_WORK INSTRUCTION_
The records below are made of lines; count those holding the word "background" and give the number only.

Natural-language object grounding data
- - -

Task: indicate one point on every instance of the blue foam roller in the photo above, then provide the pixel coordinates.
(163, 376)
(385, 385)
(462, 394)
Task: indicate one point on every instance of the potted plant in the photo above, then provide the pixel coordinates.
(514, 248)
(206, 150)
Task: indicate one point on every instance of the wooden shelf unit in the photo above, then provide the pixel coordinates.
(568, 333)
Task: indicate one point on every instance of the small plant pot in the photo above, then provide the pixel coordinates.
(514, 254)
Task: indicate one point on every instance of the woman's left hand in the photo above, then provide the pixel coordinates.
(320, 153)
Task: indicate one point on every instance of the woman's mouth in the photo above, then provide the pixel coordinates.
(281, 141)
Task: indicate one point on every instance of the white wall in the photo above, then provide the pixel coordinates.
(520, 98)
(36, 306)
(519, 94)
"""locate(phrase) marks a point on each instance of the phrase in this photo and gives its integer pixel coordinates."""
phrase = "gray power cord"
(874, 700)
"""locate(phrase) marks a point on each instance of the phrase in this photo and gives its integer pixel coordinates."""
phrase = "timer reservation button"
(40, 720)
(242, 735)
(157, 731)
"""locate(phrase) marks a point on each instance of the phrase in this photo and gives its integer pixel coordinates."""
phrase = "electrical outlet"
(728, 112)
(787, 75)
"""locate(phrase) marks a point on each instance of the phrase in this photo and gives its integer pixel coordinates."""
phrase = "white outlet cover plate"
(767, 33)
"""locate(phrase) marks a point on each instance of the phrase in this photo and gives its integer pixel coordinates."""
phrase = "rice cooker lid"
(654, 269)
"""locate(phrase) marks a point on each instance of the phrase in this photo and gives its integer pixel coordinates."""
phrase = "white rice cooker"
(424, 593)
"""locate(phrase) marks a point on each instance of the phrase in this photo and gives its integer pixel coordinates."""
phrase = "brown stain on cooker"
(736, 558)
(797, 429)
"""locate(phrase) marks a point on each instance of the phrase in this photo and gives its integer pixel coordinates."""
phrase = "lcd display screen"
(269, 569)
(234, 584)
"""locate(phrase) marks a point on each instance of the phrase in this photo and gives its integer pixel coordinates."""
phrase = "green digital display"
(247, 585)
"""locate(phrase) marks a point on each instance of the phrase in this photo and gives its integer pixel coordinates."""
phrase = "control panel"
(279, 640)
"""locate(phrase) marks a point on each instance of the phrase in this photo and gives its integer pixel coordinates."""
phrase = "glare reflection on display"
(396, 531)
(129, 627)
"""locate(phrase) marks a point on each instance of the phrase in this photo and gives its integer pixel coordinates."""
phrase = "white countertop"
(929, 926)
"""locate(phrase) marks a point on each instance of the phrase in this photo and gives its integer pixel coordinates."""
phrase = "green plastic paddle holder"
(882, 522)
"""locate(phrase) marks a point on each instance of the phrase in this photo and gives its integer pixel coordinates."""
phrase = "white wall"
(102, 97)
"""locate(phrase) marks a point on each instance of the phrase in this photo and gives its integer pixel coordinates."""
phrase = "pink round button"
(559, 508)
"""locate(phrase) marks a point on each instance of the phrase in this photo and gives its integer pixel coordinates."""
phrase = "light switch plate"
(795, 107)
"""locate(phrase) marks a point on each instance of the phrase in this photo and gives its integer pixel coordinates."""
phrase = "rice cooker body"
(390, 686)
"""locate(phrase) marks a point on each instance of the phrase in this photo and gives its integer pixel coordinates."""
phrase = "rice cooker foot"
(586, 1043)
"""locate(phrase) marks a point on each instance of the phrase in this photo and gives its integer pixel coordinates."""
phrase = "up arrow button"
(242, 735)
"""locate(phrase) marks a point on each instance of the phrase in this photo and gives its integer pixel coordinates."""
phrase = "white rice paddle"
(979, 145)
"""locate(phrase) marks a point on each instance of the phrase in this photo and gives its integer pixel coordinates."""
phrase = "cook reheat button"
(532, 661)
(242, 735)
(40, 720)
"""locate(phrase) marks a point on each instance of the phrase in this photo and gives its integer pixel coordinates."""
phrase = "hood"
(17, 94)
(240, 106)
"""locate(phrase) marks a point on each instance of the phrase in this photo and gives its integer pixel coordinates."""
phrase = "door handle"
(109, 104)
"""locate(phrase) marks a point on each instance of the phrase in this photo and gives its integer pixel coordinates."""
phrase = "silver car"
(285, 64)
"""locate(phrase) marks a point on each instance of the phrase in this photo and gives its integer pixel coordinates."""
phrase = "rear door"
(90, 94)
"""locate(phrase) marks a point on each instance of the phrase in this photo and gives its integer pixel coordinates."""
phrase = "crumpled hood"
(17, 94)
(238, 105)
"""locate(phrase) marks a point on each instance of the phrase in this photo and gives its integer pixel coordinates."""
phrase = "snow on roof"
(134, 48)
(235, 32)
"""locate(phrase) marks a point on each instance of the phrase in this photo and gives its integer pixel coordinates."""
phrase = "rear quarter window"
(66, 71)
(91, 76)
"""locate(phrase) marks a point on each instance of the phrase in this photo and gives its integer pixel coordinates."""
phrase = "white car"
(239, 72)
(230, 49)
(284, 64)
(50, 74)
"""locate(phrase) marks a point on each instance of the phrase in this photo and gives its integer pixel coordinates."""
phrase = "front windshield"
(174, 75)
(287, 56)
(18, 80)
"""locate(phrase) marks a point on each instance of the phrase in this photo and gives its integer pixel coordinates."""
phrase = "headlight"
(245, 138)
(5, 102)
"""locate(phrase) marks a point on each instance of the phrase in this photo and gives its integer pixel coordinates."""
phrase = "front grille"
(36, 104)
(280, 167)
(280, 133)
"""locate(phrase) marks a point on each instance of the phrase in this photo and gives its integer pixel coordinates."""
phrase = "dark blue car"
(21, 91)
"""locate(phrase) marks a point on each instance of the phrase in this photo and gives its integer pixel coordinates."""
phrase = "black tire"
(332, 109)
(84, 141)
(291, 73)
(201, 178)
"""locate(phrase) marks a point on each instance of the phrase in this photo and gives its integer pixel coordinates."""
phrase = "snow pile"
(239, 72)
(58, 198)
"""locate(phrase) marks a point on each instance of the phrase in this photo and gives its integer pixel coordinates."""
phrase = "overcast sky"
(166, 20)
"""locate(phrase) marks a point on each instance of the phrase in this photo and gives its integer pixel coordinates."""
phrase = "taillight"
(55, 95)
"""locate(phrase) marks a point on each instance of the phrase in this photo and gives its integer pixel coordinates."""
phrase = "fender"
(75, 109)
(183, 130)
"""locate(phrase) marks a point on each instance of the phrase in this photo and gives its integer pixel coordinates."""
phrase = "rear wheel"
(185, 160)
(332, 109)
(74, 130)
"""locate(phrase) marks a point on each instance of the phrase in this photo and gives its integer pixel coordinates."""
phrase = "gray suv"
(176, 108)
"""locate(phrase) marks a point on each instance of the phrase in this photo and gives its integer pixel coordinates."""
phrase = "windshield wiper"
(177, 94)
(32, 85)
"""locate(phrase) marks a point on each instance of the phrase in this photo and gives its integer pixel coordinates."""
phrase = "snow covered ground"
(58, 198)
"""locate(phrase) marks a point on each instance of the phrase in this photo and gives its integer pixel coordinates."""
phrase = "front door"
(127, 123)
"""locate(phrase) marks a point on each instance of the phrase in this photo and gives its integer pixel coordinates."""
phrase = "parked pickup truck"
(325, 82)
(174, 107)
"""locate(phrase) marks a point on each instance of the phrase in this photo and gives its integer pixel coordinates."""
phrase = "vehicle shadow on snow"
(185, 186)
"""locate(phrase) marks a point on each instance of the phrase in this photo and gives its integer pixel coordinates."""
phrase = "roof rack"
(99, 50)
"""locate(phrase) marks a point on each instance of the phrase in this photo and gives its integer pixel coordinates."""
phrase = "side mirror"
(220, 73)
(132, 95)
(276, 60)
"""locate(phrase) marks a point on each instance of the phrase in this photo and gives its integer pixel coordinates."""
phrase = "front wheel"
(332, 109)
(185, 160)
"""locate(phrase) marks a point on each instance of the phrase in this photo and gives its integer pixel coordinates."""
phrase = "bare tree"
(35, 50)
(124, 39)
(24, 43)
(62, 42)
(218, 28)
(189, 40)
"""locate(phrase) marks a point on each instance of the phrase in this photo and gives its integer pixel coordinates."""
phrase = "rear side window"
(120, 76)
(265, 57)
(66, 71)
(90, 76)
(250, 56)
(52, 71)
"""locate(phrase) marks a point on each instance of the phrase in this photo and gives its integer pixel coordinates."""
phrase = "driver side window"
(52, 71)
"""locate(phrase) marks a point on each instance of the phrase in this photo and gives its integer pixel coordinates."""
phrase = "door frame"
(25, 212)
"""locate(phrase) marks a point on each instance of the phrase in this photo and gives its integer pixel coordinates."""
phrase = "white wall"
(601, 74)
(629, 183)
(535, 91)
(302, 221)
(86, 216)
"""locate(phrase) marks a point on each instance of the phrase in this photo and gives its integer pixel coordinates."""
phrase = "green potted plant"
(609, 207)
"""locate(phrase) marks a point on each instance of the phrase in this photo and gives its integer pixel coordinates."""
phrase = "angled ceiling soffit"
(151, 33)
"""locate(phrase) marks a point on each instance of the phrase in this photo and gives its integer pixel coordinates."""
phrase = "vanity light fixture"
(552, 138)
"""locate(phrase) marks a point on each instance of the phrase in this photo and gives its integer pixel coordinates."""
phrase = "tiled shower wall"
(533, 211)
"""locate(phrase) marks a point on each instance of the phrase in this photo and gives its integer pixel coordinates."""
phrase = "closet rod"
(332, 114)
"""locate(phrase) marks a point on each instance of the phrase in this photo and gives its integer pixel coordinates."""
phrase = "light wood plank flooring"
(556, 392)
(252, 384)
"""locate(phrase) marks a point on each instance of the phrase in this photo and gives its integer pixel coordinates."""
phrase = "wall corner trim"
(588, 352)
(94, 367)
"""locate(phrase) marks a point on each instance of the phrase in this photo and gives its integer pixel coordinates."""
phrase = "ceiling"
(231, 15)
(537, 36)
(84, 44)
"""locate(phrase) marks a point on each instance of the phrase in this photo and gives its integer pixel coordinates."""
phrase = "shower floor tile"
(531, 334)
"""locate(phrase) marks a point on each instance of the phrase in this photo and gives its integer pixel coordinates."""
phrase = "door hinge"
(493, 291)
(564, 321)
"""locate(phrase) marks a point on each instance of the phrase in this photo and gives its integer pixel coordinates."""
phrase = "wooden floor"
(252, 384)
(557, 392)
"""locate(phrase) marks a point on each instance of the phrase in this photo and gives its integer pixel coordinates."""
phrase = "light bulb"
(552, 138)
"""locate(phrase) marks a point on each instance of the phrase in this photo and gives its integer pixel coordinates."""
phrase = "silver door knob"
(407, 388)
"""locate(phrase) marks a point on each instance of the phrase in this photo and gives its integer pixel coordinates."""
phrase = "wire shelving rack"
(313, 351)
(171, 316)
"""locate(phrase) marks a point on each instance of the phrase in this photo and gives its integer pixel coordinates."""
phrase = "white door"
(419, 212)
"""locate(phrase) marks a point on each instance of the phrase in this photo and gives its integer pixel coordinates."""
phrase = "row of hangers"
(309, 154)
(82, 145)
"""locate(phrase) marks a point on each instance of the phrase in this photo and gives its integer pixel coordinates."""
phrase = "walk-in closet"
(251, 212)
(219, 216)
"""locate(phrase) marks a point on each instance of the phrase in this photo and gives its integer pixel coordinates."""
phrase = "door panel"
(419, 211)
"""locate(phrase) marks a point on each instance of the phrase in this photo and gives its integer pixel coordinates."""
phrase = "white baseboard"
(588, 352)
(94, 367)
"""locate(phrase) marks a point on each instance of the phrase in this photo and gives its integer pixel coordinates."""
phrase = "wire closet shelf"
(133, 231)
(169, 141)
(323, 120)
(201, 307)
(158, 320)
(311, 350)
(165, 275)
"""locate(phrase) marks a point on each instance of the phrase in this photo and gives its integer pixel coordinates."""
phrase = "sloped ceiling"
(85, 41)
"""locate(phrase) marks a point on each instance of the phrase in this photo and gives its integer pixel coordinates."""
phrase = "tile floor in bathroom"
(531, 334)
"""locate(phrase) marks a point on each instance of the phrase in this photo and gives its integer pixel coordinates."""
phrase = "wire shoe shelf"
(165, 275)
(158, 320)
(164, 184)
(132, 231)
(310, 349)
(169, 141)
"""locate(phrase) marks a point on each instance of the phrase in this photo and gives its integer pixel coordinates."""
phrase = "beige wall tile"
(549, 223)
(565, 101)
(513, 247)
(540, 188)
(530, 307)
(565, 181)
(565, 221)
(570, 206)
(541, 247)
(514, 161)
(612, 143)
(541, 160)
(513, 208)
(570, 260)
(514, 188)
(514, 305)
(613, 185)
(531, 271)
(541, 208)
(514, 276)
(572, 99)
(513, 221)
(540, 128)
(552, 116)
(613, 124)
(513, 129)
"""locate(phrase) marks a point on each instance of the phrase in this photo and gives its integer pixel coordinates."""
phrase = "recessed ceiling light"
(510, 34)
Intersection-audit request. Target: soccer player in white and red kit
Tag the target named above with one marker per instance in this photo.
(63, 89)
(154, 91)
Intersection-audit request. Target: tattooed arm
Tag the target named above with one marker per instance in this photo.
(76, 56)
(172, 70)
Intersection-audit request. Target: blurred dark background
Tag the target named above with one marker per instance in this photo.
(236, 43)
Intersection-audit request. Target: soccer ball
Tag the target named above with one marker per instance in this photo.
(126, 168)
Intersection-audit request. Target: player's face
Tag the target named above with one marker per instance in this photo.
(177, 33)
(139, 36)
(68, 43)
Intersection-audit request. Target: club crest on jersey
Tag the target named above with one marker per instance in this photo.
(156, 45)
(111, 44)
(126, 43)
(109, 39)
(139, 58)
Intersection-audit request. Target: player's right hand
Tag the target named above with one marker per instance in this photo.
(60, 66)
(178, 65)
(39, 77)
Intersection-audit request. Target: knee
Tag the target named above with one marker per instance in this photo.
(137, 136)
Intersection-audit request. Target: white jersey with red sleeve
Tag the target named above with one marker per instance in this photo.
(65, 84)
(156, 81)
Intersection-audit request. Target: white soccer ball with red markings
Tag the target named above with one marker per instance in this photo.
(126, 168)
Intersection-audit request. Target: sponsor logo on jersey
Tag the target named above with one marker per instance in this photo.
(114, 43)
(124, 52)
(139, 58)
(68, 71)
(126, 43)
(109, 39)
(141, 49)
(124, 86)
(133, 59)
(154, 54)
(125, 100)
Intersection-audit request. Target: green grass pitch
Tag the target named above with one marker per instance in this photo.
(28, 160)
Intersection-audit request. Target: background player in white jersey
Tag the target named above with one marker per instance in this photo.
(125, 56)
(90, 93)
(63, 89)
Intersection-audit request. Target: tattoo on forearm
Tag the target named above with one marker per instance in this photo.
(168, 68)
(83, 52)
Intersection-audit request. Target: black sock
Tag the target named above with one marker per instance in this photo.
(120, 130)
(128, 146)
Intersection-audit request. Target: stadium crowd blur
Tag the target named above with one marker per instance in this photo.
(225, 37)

- - -

_EXERCISE ANSWER_
2